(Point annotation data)
_ _ _ _ _

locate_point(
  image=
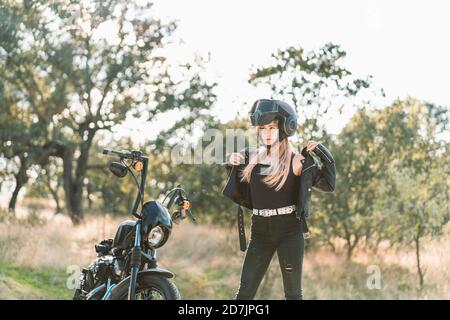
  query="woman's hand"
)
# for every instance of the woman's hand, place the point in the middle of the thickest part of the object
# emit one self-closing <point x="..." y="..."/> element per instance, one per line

_ _ _ _ _

Return every line of the listing above word for word, but leave the picture out.

Response.
locate_point(
  image=
  query="woman's hand"
)
# for every instance of the woman's hand, place the point in the middle of the thickest part of the object
# emit one self-closing <point x="..." y="..."/> element per instance, one per line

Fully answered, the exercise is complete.